Un’altra cosa che ritengo uguale è che ora, proprio come accade in una guerra, i più fragili, i più deboli, i più poveri siano quelli colpiti di più, e senza che nessuno, quasi nessuno, se ne accorga e se ne preoccupi. In un certo senso vale la legge del più forte. 

Me ne sto rendendo conto in questi giorni, mentre per ore “incontro” al telefono Rom e i Sinti di tutta Italia. 

Sono terrorizzati, perché consapevoli che stando nei campi in uno spazio limitato, e molto abitato, sono più a rischio degli altri. 

Sono preoccupati perché consapevoli che le loro comunità, per via della bassissima qualità della vita e con un numero più alto di persone con problemi di salute, rischiano la vita se si infettano. 

Sono arrabbiati perché, essendo lavoratori precari, venditori di cose usate nei mercatini – non hanno pressoché nessun guadagno.

Per non parlare di chi sopravvive chiedendo l’elemosina.

### Cosa si chiede
Prosegui il testo qui sopra sui Rom e i Sinti in Italia, riprendendo subito dopo la sua ultima frase.

### Dati mostrati
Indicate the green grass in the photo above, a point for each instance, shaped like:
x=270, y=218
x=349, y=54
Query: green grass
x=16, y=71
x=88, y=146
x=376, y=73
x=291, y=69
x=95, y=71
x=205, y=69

### Risultato del compito
Ma anche quelli che hanno un’attività propria, come i giostrai e i lavoratori dello spettacolo viaggiante, che da generazioni con grande amore e sacrificio portano avanti le loro attività, sono alla fame. Nessuno ha pensato di inserirli nelle categorie da sostenere e da aiutare economicamente, in questo momento di emergenza. 

Mi chiedo com’è possibile che ancora nessuno abbia pensato che in queste situazioni di grave disagio si debba pensare a distribuire il cibo in questi luoghi e a queste persone. 

Questo si faceva 20 anni fa anche in un paese «non civile» e non democratico in guerra, se non per altro per una motivazione di ordine pubblico e di quiete sociale, perché è difficile immaginare che le persone che non hanno da mangiare rimangano chiuse in casa, aspettando di morire di fame.

Per parte nostra abbiamo chiesto alle autorità competenti di iniziare a distribuire generi alimentari di prima necessità, non solo ai Rom e ai Sinti, ma a tutti quelli che ne hanno bisogno, di inserire la categoria di giostrai e lavoratori dello spettacolo viaggiante nei decreti per aiutare e sostenere la cultura e le imprese, e di assicurare che ci sia l’acqua disponibile per tutti, anche nei luoghi irregolari, perché è assurdo dire alle persone «che si devono lavare le mani per non ammalarsi» e poi lasciarle senz’acqua.

Io continuo ovviamente a essere innamorata di Milano e dell’Italia e a pormi degli interrogativi.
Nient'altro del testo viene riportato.